Notificado, o autor pugnou pela improcedência da exceção invocada.
Cumpre decidir.
A incompetência em razão da nacionalidade constitui exceção dilatória, inclusive de conhecimento oficioso, que obsta ao conhecimento do mérito da causa e implica a absolvição da ré da instância – art.ºs 96º, a), 97º, 278º, nº 1, alínea a), 591º, nº 1, alínea d) e 595º, nº 1, alínea a), do CPC.
O autor intentou a presente ação alegando que:
- é jogador profissional de futebol, de nacionalidade portuguesa;
- a ré é uma sociedade norte-americana, com sede no Estado da Califórnia, nos Estados Unidos da América;
- a ré dedica-se à exploração, distribuição e venda de jogos nos Estados Unidos da América, Canadá e Japão:
- a ré conta com várias subsidiárias, entre as quais se destaca, na Europa, a E...;
- a ré tem utilizado a sua imagem e as suas características físicas quando produz os jogos objeto dos presentes autos.
O autor sustenta a competência internacional do tribunal português nos elementos de conexão das alíneas a), b) e c) do art.º 62º do CPC.
A competência do tribunal afere-se pelos termos em que a ação é proposta, atendendo-se aos fundamentos invocados e ao pedido formulado, pela natureza da relação jurídica tal como ela é configurada pelo autor na petição inicial, ou seja, no confronto entre a pretensão deduzida - pedido - e os respetivos fundamentos - causa de pedir, sendo irrelevantes circunstâncias que venham a ocorrer posteriormente.
Haverá em primeiro lugar que verificar se a competência internacional dos tribunais portugueses resulta de convenções internacionais ou dos regulamentos europeus, considerando o que dispõe o art.º 59º do CPC.

────────────────────

Descrição do exercício: As afirmações seguintes estão de acordo com o trecho citado? (a) A ré tem sede no Estado da Califórnia. (b) A incompetência em razão da nacionalidade só pode ser apreciada se alguma das partes a invocar. (c) Na aferição da competência do tribunal, contam as circunstâncias que venham a ocorrer depois da propositura da ação. Responda sim ou não a cada uma e cite literalmente as palavras do trecho que o decidem. Não é preciso consultar a listagem.

Dados fornecidos:
────────────────────

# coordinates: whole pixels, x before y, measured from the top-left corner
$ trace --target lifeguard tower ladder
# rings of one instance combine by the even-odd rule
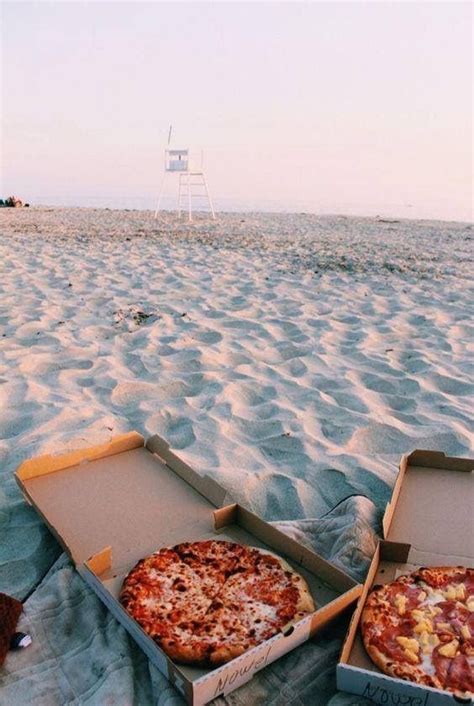
[[[170,130],[171,135],[171,130]],[[193,209],[192,200],[193,198],[206,197],[209,202],[209,208],[212,213],[212,217],[215,219],[216,214],[214,213],[214,206],[212,205],[211,195],[209,193],[209,188],[207,186],[206,175],[202,168],[202,155],[201,155],[201,165],[199,168],[195,168],[189,157],[189,149],[166,149],[165,150],[165,171],[163,174],[163,180],[161,182],[160,194],[158,196],[158,203],[155,211],[155,218],[160,210],[161,199],[163,196],[163,191],[165,187],[165,181],[168,174],[178,174],[178,216],[181,217],[182,199],[186,198],[187,195],[187,211],[188,220],[193,220]],[[204,189],[204,193],[196,192],[193,187],[199,187],[199,189]],[[187,192],[187,193],[186,193]]]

────────────────────

Resposta completa:
(a) Sim: «com sede no Estado da Califórnia».
(b) Não: «inclusive de conhecimento oficioso».
(c) Não: «sendo irrelevantes circunstâncias que venham a ocorrer posteriormente».